--- START Extracted text ---

Precision feeding technology has been implemented in piggeries to realise precision nutrition and is an effective way to reduce the amount of nutrient excreted into the environment without compromising growth performance or carcass composition [27]. Precision feeding also allows diets to be adjusted in real time to reflect the pig’s intake and growth [27,28]. Such fine diet control would be particularly effective in broiler production systems due to their extremely rapid growth. These technologies may also generate additional management benefits including easy application of treatments to the flock, automating feed supply and records of feed intake, and reducing ammonia emissions [15], which are also key considerations for broiler production. Precision feeding technologies in piggeries have also allowed real-time prediction and forecasting of future requirements of the pigs throughout their growth via the use of modelling software [29], which may also advantage management of large intensive production systems. With the cost of this technology falling, precision feeding systems are now becoming a possibility for mainstream chicken-meat production. Within the poultry industry, precision feeding technology has been previously implemented in research-based scenarios, albeit sparsely, to assess broiler feed intake and feeding behaviour via feeding stations equipped with electronic balances [30]. However, more recently, precision feeding systems have been employed to manage the feed intake of broiler breeders.

--- END Extracted text ---
--- START Extracted material ---

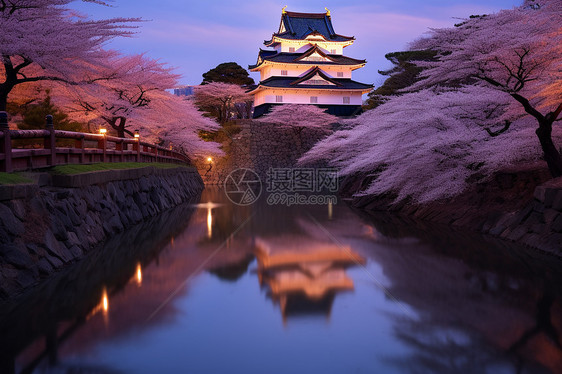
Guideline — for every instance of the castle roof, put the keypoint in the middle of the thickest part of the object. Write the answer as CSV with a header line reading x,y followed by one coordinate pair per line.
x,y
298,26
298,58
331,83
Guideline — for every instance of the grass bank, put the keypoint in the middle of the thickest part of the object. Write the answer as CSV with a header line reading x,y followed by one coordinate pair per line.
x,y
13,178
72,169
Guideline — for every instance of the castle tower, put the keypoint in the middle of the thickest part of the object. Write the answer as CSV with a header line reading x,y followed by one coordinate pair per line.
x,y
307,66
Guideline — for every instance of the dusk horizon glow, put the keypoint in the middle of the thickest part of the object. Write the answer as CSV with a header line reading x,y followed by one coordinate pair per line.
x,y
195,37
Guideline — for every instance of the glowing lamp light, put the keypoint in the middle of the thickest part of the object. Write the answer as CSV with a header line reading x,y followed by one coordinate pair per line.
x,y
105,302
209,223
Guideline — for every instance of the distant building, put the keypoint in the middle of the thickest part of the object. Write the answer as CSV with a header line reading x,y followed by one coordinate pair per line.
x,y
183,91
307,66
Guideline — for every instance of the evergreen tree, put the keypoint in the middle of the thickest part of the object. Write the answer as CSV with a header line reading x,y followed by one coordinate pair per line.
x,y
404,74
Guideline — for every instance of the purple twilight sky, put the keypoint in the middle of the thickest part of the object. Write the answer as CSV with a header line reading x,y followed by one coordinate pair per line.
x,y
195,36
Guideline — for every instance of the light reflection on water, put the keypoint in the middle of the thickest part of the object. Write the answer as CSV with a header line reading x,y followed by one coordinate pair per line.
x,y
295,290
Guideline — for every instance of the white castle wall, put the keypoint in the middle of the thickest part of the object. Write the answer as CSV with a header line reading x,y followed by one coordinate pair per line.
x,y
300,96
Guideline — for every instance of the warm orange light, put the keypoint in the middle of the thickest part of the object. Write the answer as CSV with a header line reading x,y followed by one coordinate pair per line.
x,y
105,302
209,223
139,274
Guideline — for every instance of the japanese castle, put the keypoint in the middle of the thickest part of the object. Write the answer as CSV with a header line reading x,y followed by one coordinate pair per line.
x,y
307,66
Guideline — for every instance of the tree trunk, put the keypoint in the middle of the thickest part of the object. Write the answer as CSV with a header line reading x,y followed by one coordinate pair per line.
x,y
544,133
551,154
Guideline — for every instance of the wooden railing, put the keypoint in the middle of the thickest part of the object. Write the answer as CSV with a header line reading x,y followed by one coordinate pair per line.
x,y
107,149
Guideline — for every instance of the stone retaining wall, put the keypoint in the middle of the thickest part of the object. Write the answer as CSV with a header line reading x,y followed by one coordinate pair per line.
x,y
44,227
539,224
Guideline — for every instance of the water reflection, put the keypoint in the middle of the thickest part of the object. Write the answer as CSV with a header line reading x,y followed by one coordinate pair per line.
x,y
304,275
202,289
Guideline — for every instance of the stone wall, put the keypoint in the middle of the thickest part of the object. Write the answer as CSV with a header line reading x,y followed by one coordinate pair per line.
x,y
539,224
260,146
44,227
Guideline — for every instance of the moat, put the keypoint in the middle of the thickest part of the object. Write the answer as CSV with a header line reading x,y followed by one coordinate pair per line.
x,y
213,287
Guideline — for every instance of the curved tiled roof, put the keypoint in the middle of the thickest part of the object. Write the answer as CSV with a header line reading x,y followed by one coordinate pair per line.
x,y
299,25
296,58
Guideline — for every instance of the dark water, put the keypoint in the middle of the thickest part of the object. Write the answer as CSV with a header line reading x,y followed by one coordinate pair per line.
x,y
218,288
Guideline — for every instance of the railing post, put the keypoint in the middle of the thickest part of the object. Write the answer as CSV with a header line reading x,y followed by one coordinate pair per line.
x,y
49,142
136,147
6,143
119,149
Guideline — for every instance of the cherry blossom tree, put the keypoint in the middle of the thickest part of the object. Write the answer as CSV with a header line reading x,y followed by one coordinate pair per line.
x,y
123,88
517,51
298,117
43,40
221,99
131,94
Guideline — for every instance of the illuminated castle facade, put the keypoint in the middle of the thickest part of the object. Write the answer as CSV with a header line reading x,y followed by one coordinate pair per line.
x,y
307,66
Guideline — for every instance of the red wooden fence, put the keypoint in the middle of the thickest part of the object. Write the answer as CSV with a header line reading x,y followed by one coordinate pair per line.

--- END Extracted material ---

▸ **Required work**
Please carry on the passage about precision feeding for pigs and broilers from its final sentence. The rows have no role here.

▸ **Exercise result**
Broiler breeders were offered amounts of feed matched to their daily intake allocation (but not balanced to their daily nutrient requirement) via precision feeding feed stations in Zuidhof et al [31]. Maintaining and restricting daily feed intake is extremely important within breeder production to promote their longevity and fertility. Precision feeding increased feed efficiency by 4.6%, equating to a potential feed saving of >$60 million, in Australian industry terms, by sparing the production of 145,000 tonnes of feed. Additionally, precision feeding of broiler breeders was demonstrated to reduce variation in flock uniformity to less than 2% [32], and may present bird welfare advantages as skip-a-day feeding can be avoided [33]. This control of daily intake was achieved using a precision feeding system developed at the University of Alberta [34] which tracks, weighs and feeds individual broilers based on their current body weight versus their target weight. The advantage of this system is complete control of feed delivered and data for the weight of every individual bird within a flock rather than only flock data. However, with this high level of precision comes an expensive initial cost of the equipment. Nevertheless, in a more expensive bird such as the broiler breeder, ensuring reproductive success with consistent flock uniformity may be worth the initial outlay and the return on investment will continue to improve as technology becomes more affordable.

Zuidhof’s work [31] demonstrates the improvement in performance and control of flock growth that may be achieved when precision feeding technology is incorporated into the breeder management system. However, this is achieved by managing intake in order to precisely control a breeder’s growth, and therefore does not alter the nutrient content of the feed. This system also operates on the individual broiler level. In the utilisation of this concept for broilers, working on a whole-flock level, a different approach may be required.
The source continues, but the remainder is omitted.